* **WORK TO DO**: Reproduce the portion of the Vietnam forum article starting at "Hoffmann also rejected" and ending at "with North Vietnam.".

* **PAGE EXCERPT**:
# # # # # # #
NO WRITER ATTRIBUTED

Stanley Hoffmann, professor of Government, said last night the United States should negotiate an agreement with the Viet Cong and withdraw all U.S. troops from Vietnam as soon as possible.

"Saving face, even if one doesn't save much else," is something, he said.

Hoffmann spoke at a forum on Vietnam at the Unitarian Church on Church Street. Speaking with him were Mark Mancall, research fellow at the East Asian Research Center, and David McReynolds, field secretary of the War Resister's League.

The war as it is being waged now, Hoffmann told the audience of over 300 people, cannot be won without the support of the population--"something it is evident the United States doesn't have."

Hoffmann also rejected the possibility of extending the war, saying that we can do this "only if we are willing to accept the risk of nuclear war." The American public is unwilling to do this, he said.

"If there is no good solution," Hoffman concluded "we must look for the best bad one." He urged that the U.S. negotiate a treaty under which South Vietnam would remain neutral and would not be permitted to unite with North Vietnam.

Under these conditions, he said, our military position would not be dangerously weakened by withdrawal of troops as long as we strengthened our forces in more friendly areas of East Asia.

McReynolds argued for U.S. withdrawal from Vietnam on moral grounds. He maintained that the Viet Cong is essentially a popular movement made up of, and supported by, South Vietnamese and that the United States therefore has no right to interfere.

Our interference, he said, is causing unbearable hardship for the people in Vietnam. "There is no doubt," he asserted "that we are dropping napalm bombs on non-military targets. There comes a point when you ask whether the Communists would do anything which we are not already doing. If the answer is no, you move out."

Mancall adopted a somewhat more cautious attitude toward the possibility of U.S. troop withdrawal. He suggested that the "dominoe theory" might apply to this situation--that if we let one nation fall, others may fall with it. Nevertheless, he too favored initiating some sort of negotiations.
# # # # # # #
(Records from a data collection)
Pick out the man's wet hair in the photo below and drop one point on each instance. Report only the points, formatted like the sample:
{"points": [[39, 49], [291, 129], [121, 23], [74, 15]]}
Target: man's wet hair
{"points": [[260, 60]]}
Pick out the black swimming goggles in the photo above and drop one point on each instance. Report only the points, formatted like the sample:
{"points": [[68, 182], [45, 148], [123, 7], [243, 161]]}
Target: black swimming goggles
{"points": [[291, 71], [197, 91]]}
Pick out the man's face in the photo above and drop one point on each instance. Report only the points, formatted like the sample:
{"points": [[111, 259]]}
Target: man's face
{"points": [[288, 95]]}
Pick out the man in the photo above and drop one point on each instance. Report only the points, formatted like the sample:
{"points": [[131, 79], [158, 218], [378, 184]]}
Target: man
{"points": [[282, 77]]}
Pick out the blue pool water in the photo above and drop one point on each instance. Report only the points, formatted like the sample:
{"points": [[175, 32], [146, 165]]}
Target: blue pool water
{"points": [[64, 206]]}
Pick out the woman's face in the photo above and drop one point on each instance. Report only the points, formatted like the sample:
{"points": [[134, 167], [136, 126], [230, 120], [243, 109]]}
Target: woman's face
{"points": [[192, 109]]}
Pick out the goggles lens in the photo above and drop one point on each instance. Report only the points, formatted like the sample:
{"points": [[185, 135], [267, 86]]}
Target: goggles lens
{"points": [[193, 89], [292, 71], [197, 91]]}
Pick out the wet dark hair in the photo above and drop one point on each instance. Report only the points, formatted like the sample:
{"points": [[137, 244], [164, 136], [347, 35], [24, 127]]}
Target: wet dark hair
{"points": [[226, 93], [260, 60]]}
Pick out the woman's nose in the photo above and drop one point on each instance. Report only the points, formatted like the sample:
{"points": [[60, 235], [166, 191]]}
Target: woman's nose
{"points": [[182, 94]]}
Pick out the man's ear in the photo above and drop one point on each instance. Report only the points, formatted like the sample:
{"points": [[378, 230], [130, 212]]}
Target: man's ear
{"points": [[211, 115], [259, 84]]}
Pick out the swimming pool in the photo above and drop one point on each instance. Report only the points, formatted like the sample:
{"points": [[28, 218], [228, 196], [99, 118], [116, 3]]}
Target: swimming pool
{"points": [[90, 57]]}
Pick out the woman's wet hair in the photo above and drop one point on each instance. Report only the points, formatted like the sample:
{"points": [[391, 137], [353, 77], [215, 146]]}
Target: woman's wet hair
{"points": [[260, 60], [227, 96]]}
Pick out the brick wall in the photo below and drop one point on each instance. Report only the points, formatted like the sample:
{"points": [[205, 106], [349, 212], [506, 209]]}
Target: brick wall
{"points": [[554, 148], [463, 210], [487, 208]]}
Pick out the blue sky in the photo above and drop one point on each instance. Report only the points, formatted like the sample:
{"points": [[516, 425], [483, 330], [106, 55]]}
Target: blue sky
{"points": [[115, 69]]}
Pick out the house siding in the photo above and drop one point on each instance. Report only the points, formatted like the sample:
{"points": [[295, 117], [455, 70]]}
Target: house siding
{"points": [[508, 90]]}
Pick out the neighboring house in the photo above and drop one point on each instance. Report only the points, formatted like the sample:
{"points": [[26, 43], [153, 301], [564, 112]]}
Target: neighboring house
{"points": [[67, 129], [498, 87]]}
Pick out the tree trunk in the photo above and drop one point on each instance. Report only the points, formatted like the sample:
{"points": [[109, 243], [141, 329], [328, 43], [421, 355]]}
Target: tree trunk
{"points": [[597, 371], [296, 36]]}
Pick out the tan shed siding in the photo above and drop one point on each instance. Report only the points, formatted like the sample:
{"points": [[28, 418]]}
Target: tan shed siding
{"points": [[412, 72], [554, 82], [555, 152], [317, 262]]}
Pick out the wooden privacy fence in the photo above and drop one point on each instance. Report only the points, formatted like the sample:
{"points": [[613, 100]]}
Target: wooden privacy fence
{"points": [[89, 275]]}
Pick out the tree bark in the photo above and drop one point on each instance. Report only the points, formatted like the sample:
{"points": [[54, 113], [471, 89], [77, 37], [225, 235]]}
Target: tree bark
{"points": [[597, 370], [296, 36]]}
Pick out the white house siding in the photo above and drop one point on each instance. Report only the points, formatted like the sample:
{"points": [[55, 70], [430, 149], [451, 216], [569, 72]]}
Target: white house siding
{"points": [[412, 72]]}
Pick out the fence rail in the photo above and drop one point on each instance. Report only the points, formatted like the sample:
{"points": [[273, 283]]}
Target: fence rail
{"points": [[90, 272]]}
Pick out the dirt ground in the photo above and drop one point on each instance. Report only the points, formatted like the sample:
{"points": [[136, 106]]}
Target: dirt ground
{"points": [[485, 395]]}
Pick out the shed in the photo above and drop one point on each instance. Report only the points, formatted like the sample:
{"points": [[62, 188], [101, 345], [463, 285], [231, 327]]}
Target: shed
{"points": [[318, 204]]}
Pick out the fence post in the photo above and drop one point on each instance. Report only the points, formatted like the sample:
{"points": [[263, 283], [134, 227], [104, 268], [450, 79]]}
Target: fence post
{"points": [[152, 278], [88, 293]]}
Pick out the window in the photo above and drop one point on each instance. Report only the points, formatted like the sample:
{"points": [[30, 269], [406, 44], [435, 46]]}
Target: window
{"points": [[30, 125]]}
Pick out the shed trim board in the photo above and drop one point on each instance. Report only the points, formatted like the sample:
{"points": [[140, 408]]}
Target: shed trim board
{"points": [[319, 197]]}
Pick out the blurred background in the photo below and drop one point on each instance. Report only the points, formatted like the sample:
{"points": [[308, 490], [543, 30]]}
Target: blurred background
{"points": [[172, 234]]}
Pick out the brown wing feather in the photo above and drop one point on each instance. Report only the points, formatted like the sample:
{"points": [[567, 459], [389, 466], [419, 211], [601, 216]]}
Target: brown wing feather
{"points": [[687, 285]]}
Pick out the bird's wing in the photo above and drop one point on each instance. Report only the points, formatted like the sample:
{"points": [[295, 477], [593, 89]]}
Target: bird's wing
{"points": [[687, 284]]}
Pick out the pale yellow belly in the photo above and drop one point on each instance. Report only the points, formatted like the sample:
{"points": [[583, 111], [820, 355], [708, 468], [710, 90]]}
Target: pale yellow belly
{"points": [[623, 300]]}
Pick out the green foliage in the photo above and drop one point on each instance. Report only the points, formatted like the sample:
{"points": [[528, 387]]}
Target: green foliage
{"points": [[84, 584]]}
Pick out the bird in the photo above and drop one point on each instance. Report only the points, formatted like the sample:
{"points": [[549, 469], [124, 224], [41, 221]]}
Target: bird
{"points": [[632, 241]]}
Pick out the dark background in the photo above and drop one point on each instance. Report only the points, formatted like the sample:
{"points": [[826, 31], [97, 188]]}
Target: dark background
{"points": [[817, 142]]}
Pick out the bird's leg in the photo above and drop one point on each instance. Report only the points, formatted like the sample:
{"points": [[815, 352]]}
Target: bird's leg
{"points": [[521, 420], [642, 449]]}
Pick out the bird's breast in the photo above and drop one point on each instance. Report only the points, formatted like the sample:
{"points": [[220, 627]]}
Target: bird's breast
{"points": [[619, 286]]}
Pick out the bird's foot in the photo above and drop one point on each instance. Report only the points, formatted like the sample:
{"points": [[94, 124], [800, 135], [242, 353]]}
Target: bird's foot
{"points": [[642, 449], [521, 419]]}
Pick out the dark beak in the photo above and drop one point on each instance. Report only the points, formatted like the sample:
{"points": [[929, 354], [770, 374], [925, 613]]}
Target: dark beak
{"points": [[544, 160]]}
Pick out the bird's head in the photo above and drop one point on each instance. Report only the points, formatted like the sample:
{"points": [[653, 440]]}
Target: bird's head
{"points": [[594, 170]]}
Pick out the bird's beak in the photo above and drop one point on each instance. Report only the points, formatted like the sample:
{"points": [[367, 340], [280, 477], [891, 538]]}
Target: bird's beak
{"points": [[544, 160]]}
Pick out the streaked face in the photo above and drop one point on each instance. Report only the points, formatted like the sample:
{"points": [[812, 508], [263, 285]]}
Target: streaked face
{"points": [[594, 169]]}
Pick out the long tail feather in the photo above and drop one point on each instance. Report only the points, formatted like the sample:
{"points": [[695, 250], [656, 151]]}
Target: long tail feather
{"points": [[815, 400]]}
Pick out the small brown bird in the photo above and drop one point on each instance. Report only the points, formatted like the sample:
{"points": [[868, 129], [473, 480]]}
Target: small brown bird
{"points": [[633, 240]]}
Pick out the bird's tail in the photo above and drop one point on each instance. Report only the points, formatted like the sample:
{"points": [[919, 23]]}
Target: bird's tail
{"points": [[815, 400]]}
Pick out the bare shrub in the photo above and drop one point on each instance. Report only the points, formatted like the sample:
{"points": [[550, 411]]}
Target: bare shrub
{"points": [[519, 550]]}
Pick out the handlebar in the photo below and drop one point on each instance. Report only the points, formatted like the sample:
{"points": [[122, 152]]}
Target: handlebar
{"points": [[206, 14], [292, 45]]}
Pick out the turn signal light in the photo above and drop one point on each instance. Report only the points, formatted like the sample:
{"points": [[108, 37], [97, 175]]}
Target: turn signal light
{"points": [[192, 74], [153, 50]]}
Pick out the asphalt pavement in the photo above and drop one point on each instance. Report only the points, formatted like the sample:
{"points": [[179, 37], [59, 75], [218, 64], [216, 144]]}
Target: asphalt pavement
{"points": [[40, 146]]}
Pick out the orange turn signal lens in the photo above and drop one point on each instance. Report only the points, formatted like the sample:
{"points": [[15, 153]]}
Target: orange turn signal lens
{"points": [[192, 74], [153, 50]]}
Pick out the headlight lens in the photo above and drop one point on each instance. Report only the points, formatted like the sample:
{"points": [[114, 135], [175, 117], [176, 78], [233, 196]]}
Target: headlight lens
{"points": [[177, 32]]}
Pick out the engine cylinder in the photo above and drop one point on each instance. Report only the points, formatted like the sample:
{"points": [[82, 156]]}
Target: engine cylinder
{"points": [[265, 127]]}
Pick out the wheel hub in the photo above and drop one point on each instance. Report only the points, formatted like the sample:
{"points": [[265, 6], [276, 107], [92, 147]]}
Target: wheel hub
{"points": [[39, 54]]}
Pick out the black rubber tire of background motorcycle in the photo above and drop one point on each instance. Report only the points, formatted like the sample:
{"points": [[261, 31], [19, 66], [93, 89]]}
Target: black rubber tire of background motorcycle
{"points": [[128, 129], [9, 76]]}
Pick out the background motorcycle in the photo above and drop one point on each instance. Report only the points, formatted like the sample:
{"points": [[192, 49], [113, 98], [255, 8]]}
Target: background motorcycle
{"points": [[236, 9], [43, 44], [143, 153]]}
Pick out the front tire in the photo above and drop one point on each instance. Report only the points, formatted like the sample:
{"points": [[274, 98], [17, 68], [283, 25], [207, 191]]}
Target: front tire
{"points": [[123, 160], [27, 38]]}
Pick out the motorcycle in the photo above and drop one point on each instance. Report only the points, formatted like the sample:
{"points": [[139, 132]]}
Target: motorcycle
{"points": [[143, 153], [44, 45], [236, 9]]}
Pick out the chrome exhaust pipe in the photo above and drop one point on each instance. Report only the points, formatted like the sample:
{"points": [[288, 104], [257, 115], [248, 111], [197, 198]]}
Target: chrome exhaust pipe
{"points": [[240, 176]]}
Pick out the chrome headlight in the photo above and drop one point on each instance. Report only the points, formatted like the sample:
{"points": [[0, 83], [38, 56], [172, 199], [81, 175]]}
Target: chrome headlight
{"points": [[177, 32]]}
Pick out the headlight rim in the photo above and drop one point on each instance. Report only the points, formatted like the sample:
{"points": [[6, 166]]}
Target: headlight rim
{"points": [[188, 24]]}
# # # # # # #
* **EXPECTED ANSWER**:
Hoffmann also rejected the possibility of extending the war, saying that we can do this "only if we are willing to accept the risk of nuclear war." The American public is unwilling to do this, he said.

"If there is no good solution," Hoffman concluded "we must look for the best bad one." He urged that the U.S. negotiate a treaty under which South Vietnam would remain neutral and would not be permitted to unite with North Vietnam.